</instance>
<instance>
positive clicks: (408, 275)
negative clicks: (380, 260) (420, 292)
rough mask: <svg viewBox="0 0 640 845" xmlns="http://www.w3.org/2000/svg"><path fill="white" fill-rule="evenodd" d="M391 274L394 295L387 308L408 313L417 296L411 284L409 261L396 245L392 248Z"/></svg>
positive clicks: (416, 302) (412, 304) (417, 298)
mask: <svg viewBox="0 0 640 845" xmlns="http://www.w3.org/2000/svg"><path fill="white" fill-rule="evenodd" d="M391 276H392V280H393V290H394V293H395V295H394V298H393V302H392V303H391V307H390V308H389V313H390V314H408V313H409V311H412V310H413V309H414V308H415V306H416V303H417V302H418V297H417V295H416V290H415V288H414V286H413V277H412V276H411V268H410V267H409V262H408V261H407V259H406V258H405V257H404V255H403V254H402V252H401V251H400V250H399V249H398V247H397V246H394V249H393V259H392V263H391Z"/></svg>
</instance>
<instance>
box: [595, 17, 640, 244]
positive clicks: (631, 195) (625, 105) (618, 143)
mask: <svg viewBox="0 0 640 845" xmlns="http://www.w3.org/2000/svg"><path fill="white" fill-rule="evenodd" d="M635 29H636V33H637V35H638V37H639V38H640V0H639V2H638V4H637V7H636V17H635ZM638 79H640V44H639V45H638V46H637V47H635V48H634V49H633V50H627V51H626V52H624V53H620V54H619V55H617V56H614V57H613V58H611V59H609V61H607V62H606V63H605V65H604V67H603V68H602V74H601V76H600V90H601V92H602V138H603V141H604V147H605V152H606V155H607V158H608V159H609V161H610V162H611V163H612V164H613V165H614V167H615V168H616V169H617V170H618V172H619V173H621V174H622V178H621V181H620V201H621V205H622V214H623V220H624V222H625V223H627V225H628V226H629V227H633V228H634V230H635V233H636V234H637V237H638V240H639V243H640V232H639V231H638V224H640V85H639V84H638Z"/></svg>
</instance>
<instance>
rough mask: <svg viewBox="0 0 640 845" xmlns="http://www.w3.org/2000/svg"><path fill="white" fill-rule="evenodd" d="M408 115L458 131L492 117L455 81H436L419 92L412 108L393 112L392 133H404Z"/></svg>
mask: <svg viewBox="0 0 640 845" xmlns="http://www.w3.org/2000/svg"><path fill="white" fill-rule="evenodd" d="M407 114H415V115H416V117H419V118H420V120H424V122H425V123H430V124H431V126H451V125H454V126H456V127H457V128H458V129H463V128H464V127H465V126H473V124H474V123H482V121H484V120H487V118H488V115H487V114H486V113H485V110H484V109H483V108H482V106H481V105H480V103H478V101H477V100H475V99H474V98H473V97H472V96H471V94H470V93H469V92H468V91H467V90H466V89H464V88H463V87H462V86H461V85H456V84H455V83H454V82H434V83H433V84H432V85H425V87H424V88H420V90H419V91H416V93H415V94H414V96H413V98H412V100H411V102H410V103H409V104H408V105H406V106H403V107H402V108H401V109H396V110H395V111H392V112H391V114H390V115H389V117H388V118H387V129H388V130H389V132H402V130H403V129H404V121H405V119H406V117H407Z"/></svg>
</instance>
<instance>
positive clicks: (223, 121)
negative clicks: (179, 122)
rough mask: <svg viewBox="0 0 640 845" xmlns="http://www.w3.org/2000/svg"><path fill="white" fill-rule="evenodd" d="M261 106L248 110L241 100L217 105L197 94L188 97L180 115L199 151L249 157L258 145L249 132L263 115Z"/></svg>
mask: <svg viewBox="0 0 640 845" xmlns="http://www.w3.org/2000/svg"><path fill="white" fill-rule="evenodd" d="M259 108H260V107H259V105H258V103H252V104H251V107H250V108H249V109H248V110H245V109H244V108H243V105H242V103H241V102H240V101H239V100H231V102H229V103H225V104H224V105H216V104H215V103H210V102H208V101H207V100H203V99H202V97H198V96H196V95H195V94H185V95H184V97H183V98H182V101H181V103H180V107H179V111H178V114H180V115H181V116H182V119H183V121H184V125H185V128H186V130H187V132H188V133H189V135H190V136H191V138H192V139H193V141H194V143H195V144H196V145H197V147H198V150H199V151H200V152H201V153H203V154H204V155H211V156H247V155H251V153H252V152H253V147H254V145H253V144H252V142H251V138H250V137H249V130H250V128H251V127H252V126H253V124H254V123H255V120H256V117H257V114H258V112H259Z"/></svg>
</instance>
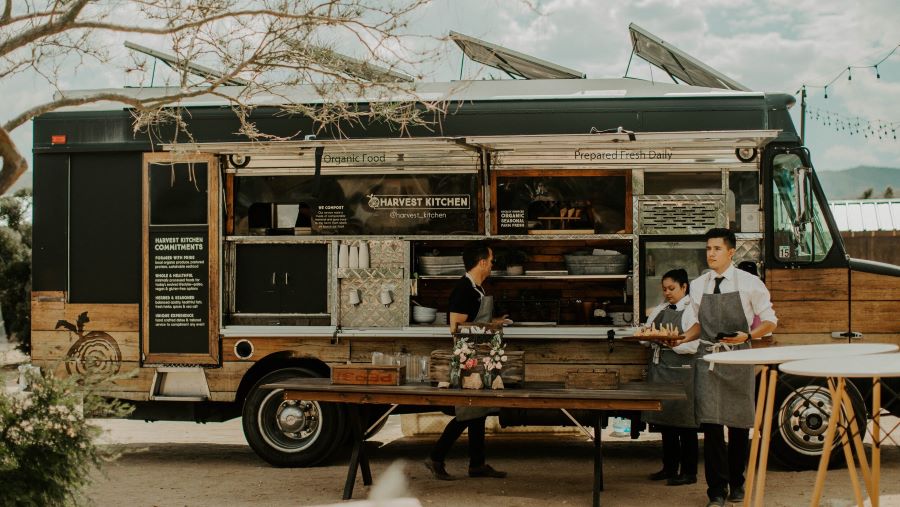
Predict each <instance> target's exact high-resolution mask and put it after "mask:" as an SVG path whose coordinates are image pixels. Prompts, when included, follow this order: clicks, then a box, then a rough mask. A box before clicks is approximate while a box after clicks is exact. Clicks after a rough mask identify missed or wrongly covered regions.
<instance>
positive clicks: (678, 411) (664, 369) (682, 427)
mask: <svg viewBox="0 0 900 507" xmlns="http://www.w3.org/2000/svg"><path fill="white" fill-rule="evenodd" d="M682 314H684V310H672V309H670V308H666V309H664V310H663V311H661V312H659V315H657V316H656V318H655V319H654V320H653V324H655V325H656V327H662V326H665V325H670V326H674V327H676V328H678V334H683V333H684V330H683V329H681V317H682ZM652 347H653V354H652V356H651V358H650V364H649V366H648V368H647V381H648V382H653V383H659V384H668V385H673V384H681V385H683V386H684V389H685V393H686V394H687V399H686V400H675V401H671V400H666V401H663V402H662V410H661V411H652V412H651V411H647V412H644V413H643V414H642V415H641V417H642V419H643V420H644V421H646V422H648V423H650V424H660V425H665V426H678V427H681V428H696V427H697V426H698V424H697V418H696V414H695V413H694V368H693V366H694V356H693V354H679V353H677V352H675V351H674V350H672V349H670V348H668V347H663V346H661V345H659V344H657V343H653V344H652Z"/></svg>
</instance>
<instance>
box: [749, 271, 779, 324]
mask: <svg viewBox="0 0 900 507" xmlns="http://www.w3.org/2000/svg"><path fill="white" fill-rule="evenodd" d="M754 278H755V277H754ZM756 281H757V283H756V284H755V287H754V288H753V292H752V293H751V294H750V306H751V307H752V308H753V313H754V314H755V315H758V316H759V320H762V321H769V322H773V323H775V324H778V317H776V316H775V309H774V308H773V307H772V298H771V296H770V295H769V289H767V288H766V284H764V283H763V282H762V280H760V279H759V278H756Z"/></svg>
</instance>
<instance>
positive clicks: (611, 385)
mask: <svg viewBox="0 0 900 507" xmlns="http://www.w3.org/2000/svg"><path fill="white" fill-rule="evenodd" d="M618 388H619V372H618V371H617V370H614V369H609V368H579V369H577V370H571V371H569V372H568V373H567V374H566V389H618Z"/></svg>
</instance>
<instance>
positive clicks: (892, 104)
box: [0, 0, 900, 184]
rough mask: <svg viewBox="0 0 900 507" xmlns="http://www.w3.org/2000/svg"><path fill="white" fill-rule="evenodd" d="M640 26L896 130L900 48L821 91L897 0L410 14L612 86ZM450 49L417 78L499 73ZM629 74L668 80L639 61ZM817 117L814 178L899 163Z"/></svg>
mask: <svg viewBox="0 0 900 507" xmlns="http://www.w3.org/2000/svg"><path fill="white" fill-rule="evenodd" d="M632 22H633V23H636V24H637V25H639V26H641V27H643V28H644V29H646V30H648V31H650V32H651V33H653V34H655V35H657V36H658V37H660V38H662V39H663V40H665V41H667V42H669V43H671V44H674V45H675V46H677V47H679V48H680V49H682V50H683V51H685V52H687V53H688V54H690V55H692V56H694V57H695V58H697V59H699V60H701V61H703V62H704V63H706V64H707V65H709V66H711V67H713V68H715V69H717V70H719V71H720V72H722V73H724V74H726V75H727V76H730V77H731V78H733V79H735V80H737V81H738V82H740V83H743V84H745V85H747V86H748V87H750V88H751V89H752V90H757V91H769V92H786V93H791V94H794V93H796V92H797V91H798V90H799V89H800V87H801V85H802V84H807V85H810V87H809V88H808V90H809V91H808V98H807V101H808V105H809V107H810V109H811V110H812V111H816V110H819V111H828V112H831V113H836V114H840V115H842V116H844V117H860V118H861V119H863V123H865V120H871V121H881V122H884V123H891V122H895V123H894V125H895V126H896V127H897V130H900V50H898V51H897V52H896V53H894V55H893V56H892V57H891V58H889V59H888V60H886V61H885V62H883V63H882V64H881V65H880V66H879V68H878V70H879V73H880V75H881V77H880V79H878V78H876V74H875V71H874V69H853V70H852V80H849V81H848V80H847V75H846V74H845V75H843V76H841V77H840V78H839V79H838V80H837V81H835V82H834V84H832V86H830V87H829V88H828V98H827V99H826V98H825V96H824V95H825V94H824V90H822V89H821V88H818V87H816V85H822V84H825V83H827V82H829V81H831V79H832V78H834V77H835V76H836V75H838V74H839V73H840V72H841V71H842V70H844V69H845V68H846V67H847V66H856V65H871V64H873V63H875V62H877V61H879V60H881V59H882V58H883V57H884V56H886V55H887V54H888V53H889V52H890V51H891V50H892V49H893V48H895V47H897V45H898V44H900V4H898V3H897V1H896V0H871V1H861V2H846V1H844V0H841V1H835V0H695V1H688V0H637V1H600V0H540V1H539V0H533V1H532V5H529V4H528V3H527V2H526V1H522V0H434V1H433V2H432V3H431V4H429V5H428V6H426V7H425V8H424V9H422V10H420V11H418V12H417V13H415V14H414V15H413V17H412V19H411V20H410V25H409V30H410V31H412V32H414V33H417V34H424V35H431V36H443V35H446V34H447V33H448V32H449V31H450V30H454V31H457V32H461V33H464V34H466V35H471V36H475V37H478V38H482V39H485V40H488V41H490V42H493V43H496V44H500V45H502V46H506V47H509V48H512V49H515V50H517V51H521V52H524V53H527V54H531V55H534V56H537V57H539V58H543V59H545V60H550V61H552V62H555V63H558V64H560V65H563V66H566V67H570V68H574V69H577V70H580V71H582V72H584V73H586V74H587V76H588V77H589V78H612V77H622V76H623V75H624V74H625V70H626V66H627V64H628V60H629V55H630V53H631V43H630V39H629V35H628V24H629V23H632ZM120 38H122V37H120ZM122 39H124V38H122ZM132 39H134V37H132ZM137 40H139V39H137ZM121 42H122V41H121V40H118V39H116V38H115V37H112V38H111V39H110V40H109V41H108V47H109V51H110V53H111V55H112V57H113V61H119V62H122V63H125V62H126V60H128V58H129V57H128V53H127V50H126V49H125V48H124V47H122V46H121ZM445 44H446V46H445V47H444V48H442V49H441V51H440V52H439V54H440V55H441V56H440V57H439V58H438V59H436V60H435V61H433V62H431V64H430V65H428V66H426V67H425V68H420V69H409V72H410V73H417V72H422V73H424V74H425V75H426V77H427V79H428V80H436V81H445V80H450V79H458V78H459V77H460V73H461V72H462V76H463V77H464V78H487V77H491V76H493V77H501V76H502V73H501V72H500V71H497V70H495V69H491V68H487V67H484V66H481V65H479V64H477V63H475V62H472V61H471V60H466V61H465V63H464V64H463V66H462V70H461V69H460V64H461V52H460V51H459V50H458V49H457V48H456V46H455V45H453V44H452V43H445ZM628 75H629V76H631V77H637V78H643V79H653V80H656V81H665V82H670V79H669V77H668V76H667V75H665V74H664V73H663V72H662V71H660V70H659V69H651V66H650V65H649V64H648V63H646V62H644V61H642V60H639V59H637V58H635V59H634V61H632V63H631V67H630V69H629V72H628ZM131 81H133V79H132V78H131V77H130V75H129V74H126V73H125V72H124V71H122V70H121V69H120V68H116V67H115V66H102V65H100V64H97V63H93V62H84V63H82V64H80V65H78V66H77V67H75V68H73V69H72V70H71V71H70V72H69V73H68V74H67V75H65V76H64V78H63V85H64V87H65V88H67V89H85V88H101V87H114V88H115V87H121V86H123V85H126V84H127V85H135V84H140V83H134V82H131ZM0 97H3V98H4V102H5V104H7V107H4V108H3V109H2V110H0V121H5V120H7V119H9V118H10V117H12V116H13V115H14V114H15V113H17V112H19V111H21V109H22V108H24V107H27V106H31V105H35V104H39V103H42V102H44V101H47V100H49V99H50V98H51V97H52V90H50V89H49V88H47V87H46V86H42V85H41V84H40V82H39V81H38V80H36V79H34V78H33V76H29V75H21V76H18V77H16V78H14V79H4V80H2V81H0ZM10 104H14V105H16V106H15V107H8V105H10ZM799 110H800V107H799V97H798V105H797V106H795V107H794V108H793V110H792V114H793V115H794V122H795V124H797V125H799V113H800V111H799ZM810 116H811V117H810V118H809V119H808V121H807V128H806V144H807V146H809V148H810V150H811V152H812V154H813V163H814V165H815V167H816V169H817V170H819V171H827V170H839V169H846V168H851V167H855V166H858V165H874V166H885V167H900V139H893V138H892V137H889V138H888V139H884V140H878V139H876V138H874V137H873V138H870V139H866V138H863V136H862V135H859V134H856V135H849V134H848V133H847V132H846V131H837V130H836V129H835V127H834V126H827V125H824V124H823V121H822V120H821V119H820V120H816V119H815V118H814V114H813V115H810ZM821 116H822V115H821V114H820V117H821ZM898 133H900V132H898ZM13 138H14V140H15V141H16V143H17V144H18V146H19V147H20V149H21V151H23V152H29V153H30V151H31V125H30V124H27V125H25V126H22V127H20V128H18V129H16V130H15V131H14V132H13ZM29 160H30V156H29ZM25 177H26V178H30V174H28V175H26V176H25ZM898 184H900V182H898Z"/></svg>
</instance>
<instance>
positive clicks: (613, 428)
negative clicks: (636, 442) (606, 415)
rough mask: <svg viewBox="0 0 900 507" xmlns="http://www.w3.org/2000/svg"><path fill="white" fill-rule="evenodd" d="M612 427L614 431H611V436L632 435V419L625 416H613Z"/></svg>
mask: <svg viewBox="0 0 900 507" xmlns="http://www.w3.org/2000/svg"><path fill="white" fill-rule="evenodd" d="M612 427H613V431H612V433H610V436H614V437H627V436H630V435H631V419H626V418H624V417H613V418H612Z"/></svg>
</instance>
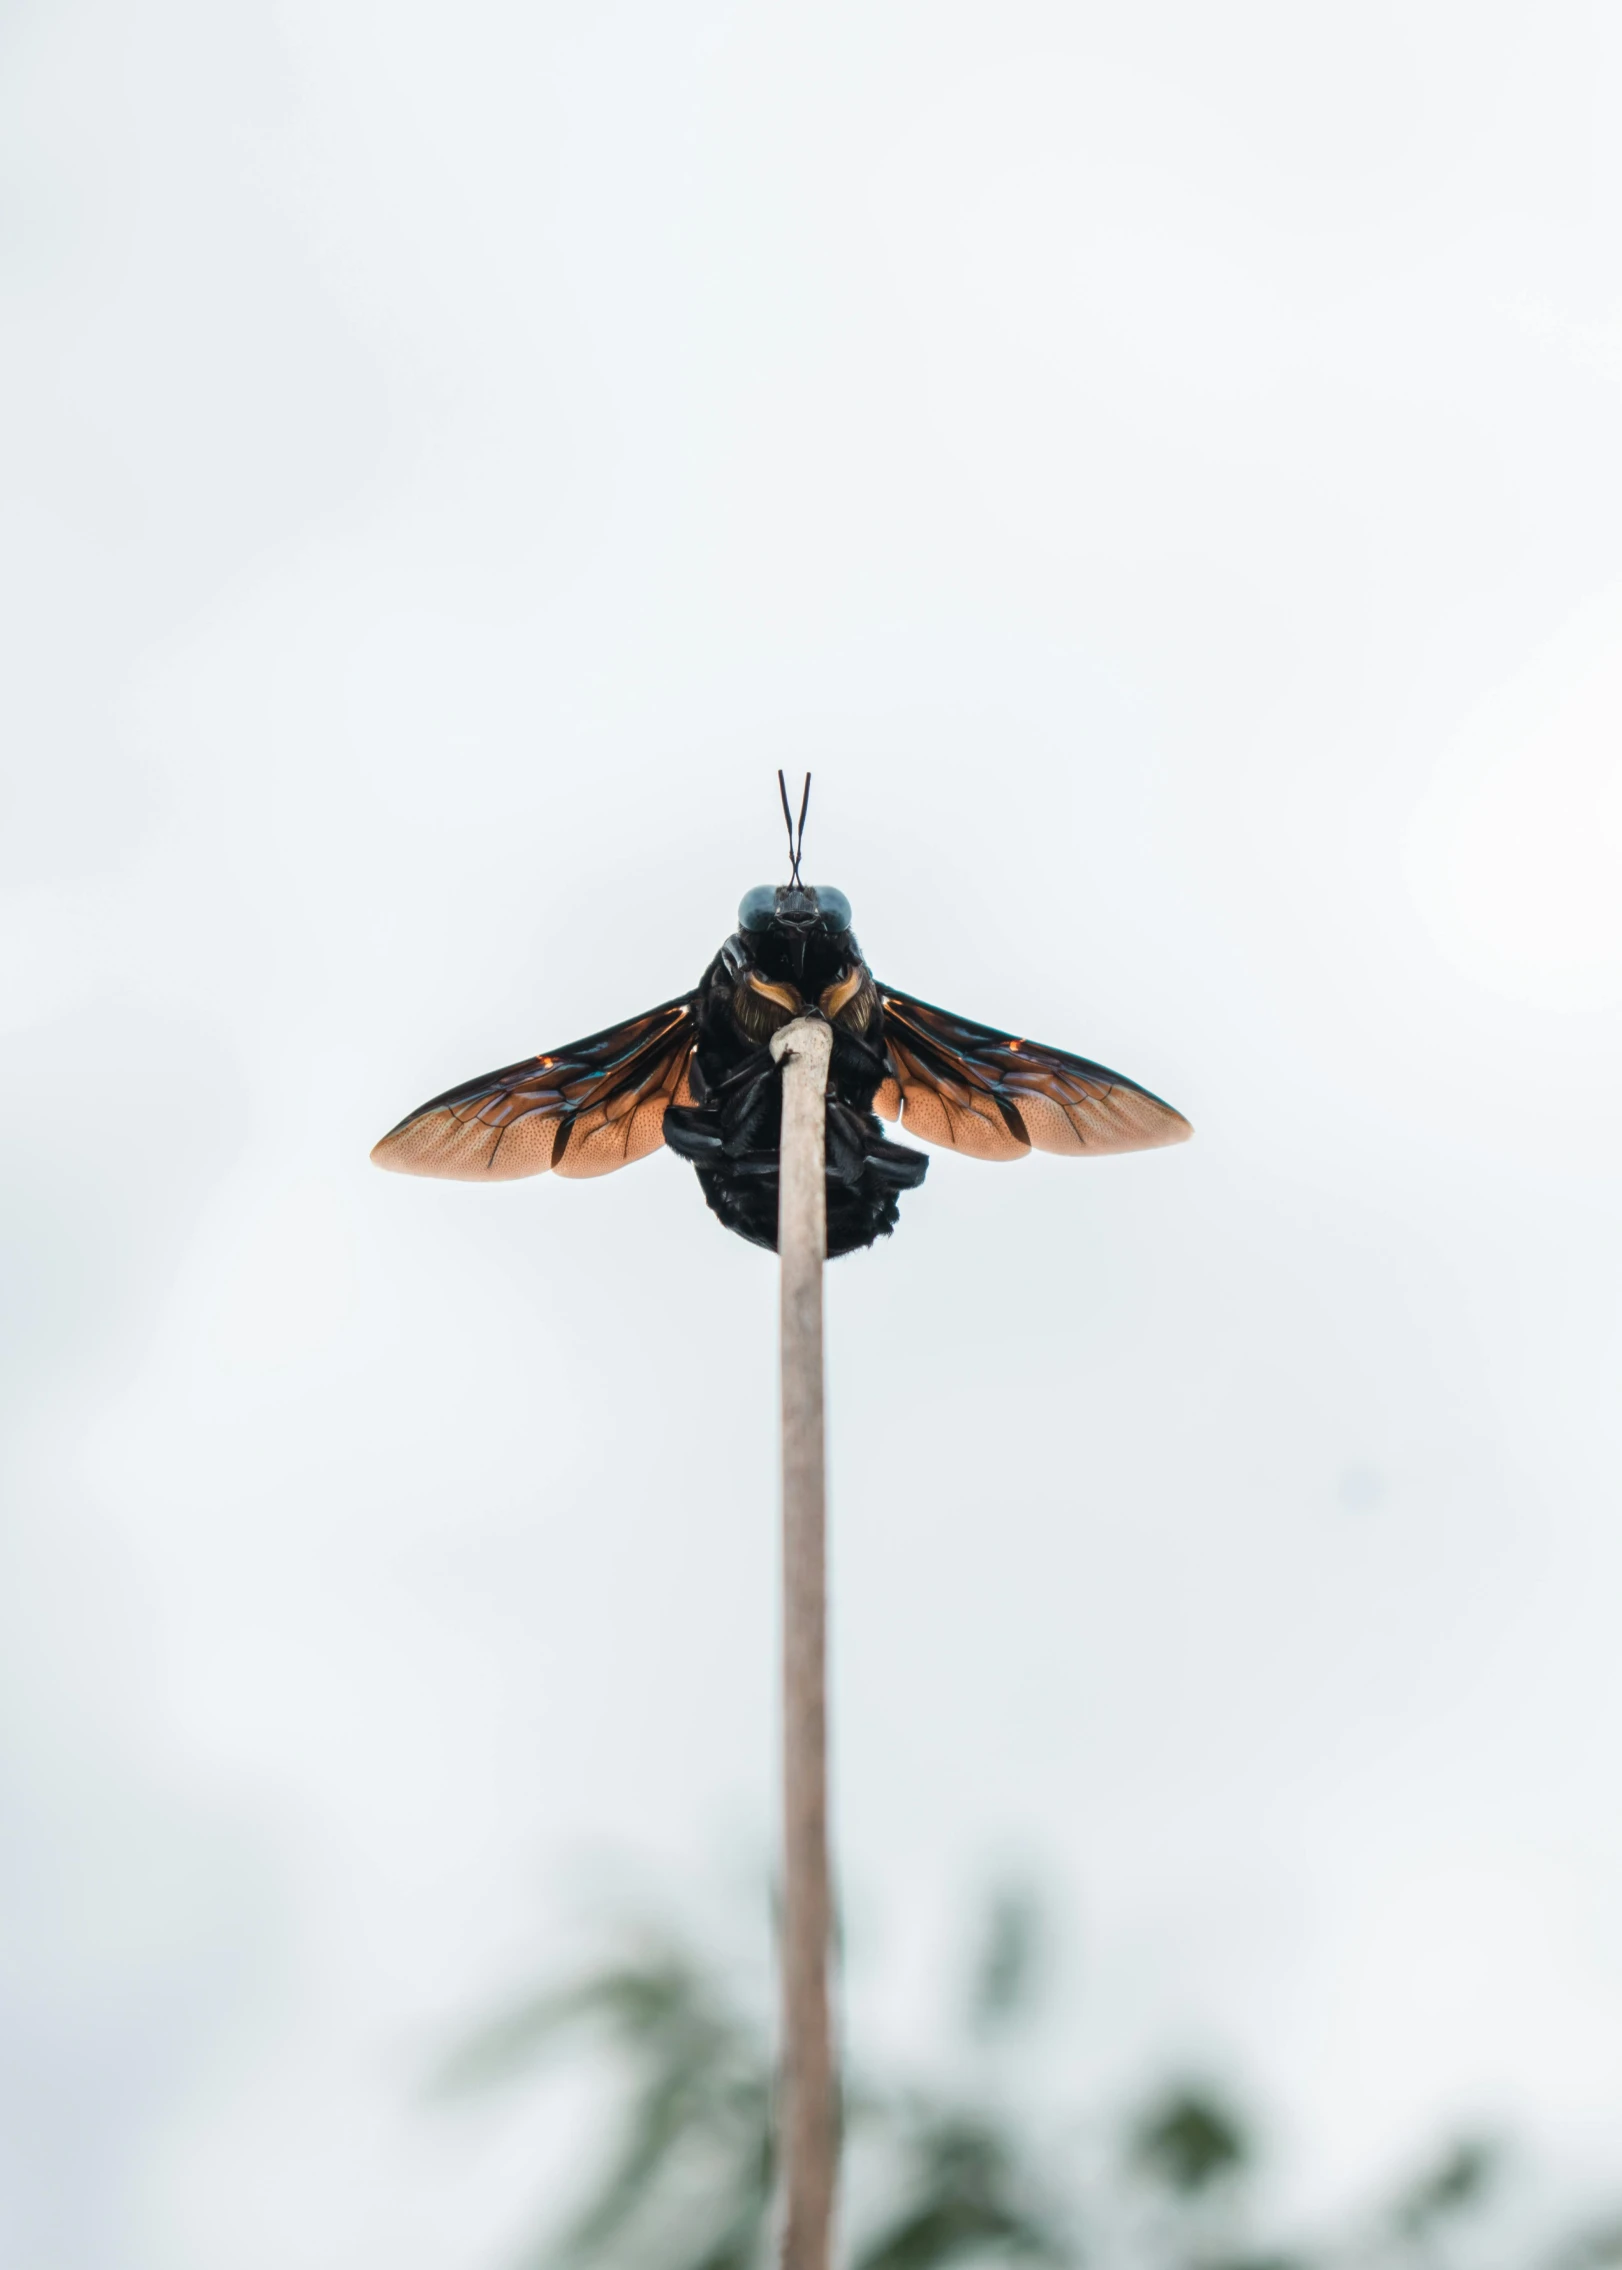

§ TASK OBJECTIVE
Could you please retype the lines from the start of the data through the line with "274L394 295L387 308L408", both included, and nothing else?

§ THE ANSWER
</instance>
<instance>
positive clicks: (408, 275)
negative clicks: (380, 260) (420, 292)
rough mask: <svg viewBox="0 0 640 845" xmlns="http://www.w3.org/2000/svg"><path fill="white" fill-rule="evenodd" d="M391 274L394 295L387 308L408 313L417 296L411 284L409 261L396 245L392 248Z"/></svg>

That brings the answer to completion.